» Directive:
Write out the records below as a numbered list, one line per item, leaving out any blank lines.

[Provided entries Boundary: Start]

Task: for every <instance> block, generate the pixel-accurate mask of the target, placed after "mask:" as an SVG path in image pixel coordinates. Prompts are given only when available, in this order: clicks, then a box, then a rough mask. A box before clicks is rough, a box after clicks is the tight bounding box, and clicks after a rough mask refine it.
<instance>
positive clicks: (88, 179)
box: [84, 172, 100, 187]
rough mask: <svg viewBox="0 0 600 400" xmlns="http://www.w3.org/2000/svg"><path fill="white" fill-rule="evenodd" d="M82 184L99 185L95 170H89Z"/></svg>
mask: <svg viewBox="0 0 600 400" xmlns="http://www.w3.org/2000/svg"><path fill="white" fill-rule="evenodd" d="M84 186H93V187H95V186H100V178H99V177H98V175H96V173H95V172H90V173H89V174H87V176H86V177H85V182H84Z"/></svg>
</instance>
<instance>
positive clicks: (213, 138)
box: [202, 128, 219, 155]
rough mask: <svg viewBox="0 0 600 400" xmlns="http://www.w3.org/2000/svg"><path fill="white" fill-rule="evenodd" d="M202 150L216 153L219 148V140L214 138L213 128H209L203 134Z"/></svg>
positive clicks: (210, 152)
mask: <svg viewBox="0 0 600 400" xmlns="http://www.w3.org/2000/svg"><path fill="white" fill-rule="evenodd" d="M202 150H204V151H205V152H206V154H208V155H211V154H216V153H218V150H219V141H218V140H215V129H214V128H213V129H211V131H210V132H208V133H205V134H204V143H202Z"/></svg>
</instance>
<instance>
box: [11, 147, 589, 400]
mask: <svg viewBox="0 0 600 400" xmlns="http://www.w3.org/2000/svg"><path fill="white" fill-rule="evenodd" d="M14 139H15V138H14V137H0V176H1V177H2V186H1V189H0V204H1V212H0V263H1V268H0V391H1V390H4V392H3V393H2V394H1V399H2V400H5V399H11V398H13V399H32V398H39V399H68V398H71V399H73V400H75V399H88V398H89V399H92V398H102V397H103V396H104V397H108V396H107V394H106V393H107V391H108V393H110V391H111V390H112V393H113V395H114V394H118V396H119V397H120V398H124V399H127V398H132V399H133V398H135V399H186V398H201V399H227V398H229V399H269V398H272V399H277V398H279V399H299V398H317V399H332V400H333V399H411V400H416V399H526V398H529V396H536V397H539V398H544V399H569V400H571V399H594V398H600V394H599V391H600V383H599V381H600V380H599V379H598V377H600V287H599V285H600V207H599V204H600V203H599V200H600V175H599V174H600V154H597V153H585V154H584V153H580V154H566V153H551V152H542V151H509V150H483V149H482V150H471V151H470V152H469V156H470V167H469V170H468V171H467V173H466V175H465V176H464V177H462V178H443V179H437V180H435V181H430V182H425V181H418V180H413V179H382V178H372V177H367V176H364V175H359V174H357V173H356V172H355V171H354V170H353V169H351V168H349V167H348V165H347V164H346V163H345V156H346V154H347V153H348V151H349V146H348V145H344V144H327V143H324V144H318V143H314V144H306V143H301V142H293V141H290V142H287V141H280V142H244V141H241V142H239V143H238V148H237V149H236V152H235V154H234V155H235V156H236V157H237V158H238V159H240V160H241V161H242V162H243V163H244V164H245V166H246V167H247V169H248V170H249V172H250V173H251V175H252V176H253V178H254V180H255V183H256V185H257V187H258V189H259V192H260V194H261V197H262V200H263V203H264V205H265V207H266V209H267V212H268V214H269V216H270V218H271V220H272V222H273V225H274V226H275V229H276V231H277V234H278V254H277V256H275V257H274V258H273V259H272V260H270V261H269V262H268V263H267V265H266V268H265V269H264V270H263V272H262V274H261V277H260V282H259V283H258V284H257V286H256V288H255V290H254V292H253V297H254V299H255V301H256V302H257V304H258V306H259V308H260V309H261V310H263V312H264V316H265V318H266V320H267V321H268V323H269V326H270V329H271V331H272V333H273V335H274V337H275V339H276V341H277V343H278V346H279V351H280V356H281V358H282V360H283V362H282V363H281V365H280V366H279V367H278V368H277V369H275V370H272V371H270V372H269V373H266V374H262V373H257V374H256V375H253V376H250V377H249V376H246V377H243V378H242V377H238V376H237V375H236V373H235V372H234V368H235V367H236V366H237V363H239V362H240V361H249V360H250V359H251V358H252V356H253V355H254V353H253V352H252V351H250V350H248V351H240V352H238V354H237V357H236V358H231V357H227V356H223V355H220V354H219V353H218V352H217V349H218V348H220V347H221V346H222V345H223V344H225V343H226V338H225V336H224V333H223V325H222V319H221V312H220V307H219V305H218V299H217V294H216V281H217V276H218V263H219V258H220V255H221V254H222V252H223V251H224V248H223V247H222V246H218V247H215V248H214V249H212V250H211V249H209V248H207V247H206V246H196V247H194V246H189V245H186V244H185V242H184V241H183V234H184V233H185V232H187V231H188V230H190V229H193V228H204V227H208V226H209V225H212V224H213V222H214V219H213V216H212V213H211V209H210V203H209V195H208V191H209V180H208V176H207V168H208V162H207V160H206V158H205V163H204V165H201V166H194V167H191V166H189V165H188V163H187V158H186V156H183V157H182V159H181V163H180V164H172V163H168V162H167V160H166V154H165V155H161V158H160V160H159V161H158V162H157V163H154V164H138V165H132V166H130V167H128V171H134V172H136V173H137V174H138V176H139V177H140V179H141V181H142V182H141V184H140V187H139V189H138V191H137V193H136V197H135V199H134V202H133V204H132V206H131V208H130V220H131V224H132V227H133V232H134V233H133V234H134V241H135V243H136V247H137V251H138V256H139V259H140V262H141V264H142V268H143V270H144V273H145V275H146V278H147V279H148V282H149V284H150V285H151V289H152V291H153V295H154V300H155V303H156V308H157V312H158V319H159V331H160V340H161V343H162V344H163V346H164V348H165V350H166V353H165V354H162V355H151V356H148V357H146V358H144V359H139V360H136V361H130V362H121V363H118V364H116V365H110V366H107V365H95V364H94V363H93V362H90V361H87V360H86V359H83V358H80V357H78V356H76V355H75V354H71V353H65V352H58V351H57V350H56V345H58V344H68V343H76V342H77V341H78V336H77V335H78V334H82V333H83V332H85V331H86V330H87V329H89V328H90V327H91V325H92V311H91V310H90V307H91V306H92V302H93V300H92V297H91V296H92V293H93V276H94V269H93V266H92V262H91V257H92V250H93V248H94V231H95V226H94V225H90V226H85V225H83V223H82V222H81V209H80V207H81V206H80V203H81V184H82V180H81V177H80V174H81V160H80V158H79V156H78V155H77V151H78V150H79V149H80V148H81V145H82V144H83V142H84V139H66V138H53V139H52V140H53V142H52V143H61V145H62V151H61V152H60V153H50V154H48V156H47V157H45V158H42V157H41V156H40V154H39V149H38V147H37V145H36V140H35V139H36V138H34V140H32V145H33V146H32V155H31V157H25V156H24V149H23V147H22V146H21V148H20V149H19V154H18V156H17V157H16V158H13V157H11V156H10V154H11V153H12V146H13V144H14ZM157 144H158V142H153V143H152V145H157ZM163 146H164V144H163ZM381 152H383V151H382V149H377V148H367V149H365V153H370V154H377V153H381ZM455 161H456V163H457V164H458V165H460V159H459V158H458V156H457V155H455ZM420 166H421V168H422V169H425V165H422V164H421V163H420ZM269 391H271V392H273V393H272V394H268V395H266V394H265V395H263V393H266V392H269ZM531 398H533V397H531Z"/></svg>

[Provided entries Boundary: End]

» Answer:
1. Task: for every <instance> block, generate the pixel-accurate mask of the target, placed after "mask:" as an SVG path in image pixel coordinates. Prompts are given only when available, in this order: clicks, then a box, then a rough mask. A box before clicks is rough, a box after clicks is the tight bounding box, and clicks after a rough mask refine it.
2. <instance>
3. positive clicks: (88, 179)
4. box: [84, 172, 100, 187]
5. rough mask: <svg viewBox="0 0 600 400" xmlns="http://www.w3.org/2000/svg"><path fill="white" fill-rule="evenodd" d="M82 184L99 185L95 170H89Z"/></svg>
6. mask: <svg viewBox="0 0 600 400" xmlns="http://www.w3.org/2000/svg"><path fill="white" fill-rule="evenodd" d="M84 186H93V187H95V186H100V178H99V177H98V175H96V173H95V172H90V173H89V174H87V176H86V177H85V182H84Z"/></svg>
7. </instance>
8. <instance>
9. positive clicks: (213, 138)
10. box: [202, 128, 219, 155]
11. rough mask: <svg viewBox="0 0 600 400" xmlns="http://www.w3.org/2000/svg"><path fill="white" fill-rule="evenodd" d="M202 150L216 153L219 148V140L214 138L213 128H209L203 134Z"/></svg>
12. positive clicks: (210, 152)
13. mask: <svg viewBox="0 0 600 400" xmlns="http://www.w3.org/2000/svg"><path fill="white" fill-rule="evenodd" d="M202 150H204V151H205V152H206V154H208V155H211V154H216V153H218V150H219V141H218V140H215V129H214V128H213V129H211V131H210V132H208V133H205V134H204V143H202Z"/></svg>
14. </instance>
15. <instance>
16. box: [11, 147, 589, 400]
17. mask: <svg viewBox="0 0 600 400" xmlns="http://www.w3.org/2000/svg"><path fill="white" fill-rule="evenodd" d="M14 139H15V138H14V137H0V176H1V177H2V186H1V189H0V204H1V212H0V263H1V268H0V391H1V390H4V392H3V393H2V394H1V399H2V400H5V399H11V398H13V399H32V398H39V399H68V398H71V399H73V400H75V399H88V398H89V399H92V398H102V397H103V396H104V397H108V396H107V394H106V393H107V391H108V393H110V391H111V390H112V393H113V395H114V394H118V396H119V397H120V398H124V399H127V398H132V399H133V398H135V399H186V398H201V399H227V398H229V399H269V398H272V399H277V398H279V399H299V398H317V399H332V400H333V399H411V400H416V399H526V398H529V396H536V397H539V398H544V399H569V400H571V399H594V398H600V394H599V391H600V383H599V381H600V380H599V379H598V377H600V287H599V285H600V207H599V204H600V203H599V200H600V175H599V174H600V154H597V153H585V154H584V153H580V154H566V153H551V152H542V151H509V150H483V149H482V150H471V151H470V152H469V156H470V167H469V170H468V171H467V173H466V175H465V176H464V177H462V178H443V179H437V180H435V181H430V182H425V181H418V180H413V179H382V178H372V177H367V176H364V175H359V174H357V173H356V172H355V171H354V170H353V169H351V168H349V167H348V165H347V164H346V163H345V156H346V154H347V153H348V151H349V146H348V145H344V144H327V143H324V144H318V143H314V144H306V143H301V142H293V141H290V142H287V141H280V142H244V141H241V142H239V143H238V148H237V149H236V152H235V154H234V155H235V156H236V157H237V158H238V159H240V160H241V161H242V162H243V163H244V164H245V166H246V167H247V169H248V170H249V172H250V173H251V175H252V176H253V178H254V180H255V183H256V185H257V187H258V189H259V192H260V194H261V197H262V200H263V203H264V205H265V207H266V209H267V212H268V214H269V216H270V218H271V220H272V222H273V225H274V226H275V229H276V231H277V234H278V254H277V256H275V257H274V258H273V259H272V260H270V261H269V262H268V263H267V265H266V268H265V269H264V270H263V272H262V274H261V277H260V282H259V283H258V284H257V286H256V288H255V290H254V292H253V297H254V299H255V301H256V302H257V304H258V306H259V308H260V309H261V310H263V312H264V316H265V318H266V320H267V321H268V323H269V326H270V329H271V331H272V333H273V335H274V337H275V339H276V341H277V343H278V346H279V351H280V356H281V358H282V360H283V362H282V363H281V365H280V366H279V367H278V368H277V369H275V370H272V371H270V372H269V373H266V374H262V373H257V374H256V375H253V376H250V377H249V376H246V377H243V378H242V377H238V376H237V375H236V373H235V372H234V368H235V367H236V366H237V363H239V362H240V361H249V360H250V359H251V358H252V356H253V355H254V353H253V352H252V351H250V350H248V351H240V352H238V354H237V357H236V358H231V357H227V356H223V355H220V354H219V353H218V352H217V349H218V348H220V347H221V346H222V345H223V344H225V343H226V338H225V336H224V333H223V325H222V319H221V312H220V307H219V305H218V299H217V294H216V281H217V276H218V263H219V258H220V255H221V254H222V252H223V251H224V248H223V247H222V246H218V247H215V248H214V249H212V250H211V249H209V248H207V247H206V246H196V247H194V246H189V245H186V244H185V242H184V241H183V234H184V233H185V232H187V231H188V230H190V229H193V228H204V227H208V226H209V225H212V224H213V222H214V219H213V216H212V213H211V209H210V203H209V195H208V191H209V180H208V176H207V168H208V162H207V160H206V158H205V163H204V165H201V166H194V167H191V166H189V165H188V163H187V158H186V156H183V157H182V159H181V163H180V164H172V163H168V162H167V160H166V154H165V155H161V158H160V160H159V161H158V162H157V163H154V164H138V165H132V166H130V167H128V171H134V172H136V173H137V174H138V176H139V177H140V179H141V181H142V182H141V184H140V187H139V189H138V191H137V193H136V197H135V199H134V202H133V204H132V206H131V208H130V220H131V224H132V227H133V232H134V233H133V234H134V241H135V243H136V247H137V251H138V256H139V259H140V262H141V264H142V268H143V270H144V273H145V275H146V278H147V279H148V282H149V284H150V285H151V289H152V291H153V295H154V300H155V303H156V308H157V312H158V319H159V331H160V340H161V343H162V344H163V346H164V348H165V350H166V353H165V354H162V355H151V356H148V357H146V358H144V359H139V360H136V361H130V362H121V363H118V364H116V365H110V366H107V365H95V364H94V363H93V362H90V361H87V360H86V359H83V358H80V357H78V356H76V355H75V354H71V353H65V352H58V351H57V350H56V345H58V344H68V343H76V342H77V341H78V336H77V335H78V334H82V333H83V332H85V331H86V330H87V329H89V328H90V327H91V325H92V311H91V310H90V307H91V306H92V302H93V300H92V297H91V296H92V293H93V276H94V269H93V266H92V262H91V257H92V250H93V248H94V231H95V226H94V225H90V226H85V225H83V223H82V222H81V209H80V207H81V206H80V203H81V184H82V180H81V177H80V174H81V160H80V158H79V156H78V155H77V151H78V150H79V149H80V148H81V145H82V144H83V142H84V139H66V138H53V139H52V140H53V142H52V143H61V145H62V151H61V152H60V153H50V154H48V156H47V157H45V158H42V157H41V156H40V154H39V149H38V147H37V145H36V140H35V139H36V138H34V140H32V145H33V146H32V155H31V157H25V156H24V149H23V147H22V146H21V148H20V149H19V154H18V156H17V157H16V158H13V157H11V156H10V154H11V153H12V146H13V144H14ZM157 144H158V142H153V143H152V145H157ZM163 146H164V144H163ZM381 152H383V151H382V149H377V148H367V149H365V153H370V154H377V153H381ZM455 161H456V163H457V164H458V165H460V159H459V158H458V156H457V155H455ZM420 166H421V168H422V169H425V165H422V164H421V163H420ZM269 391H271V392H273V393H272V394H268V395H266V394H265V395H263V393H266V392H269ZM531 398H533V397H531Z"/></svg>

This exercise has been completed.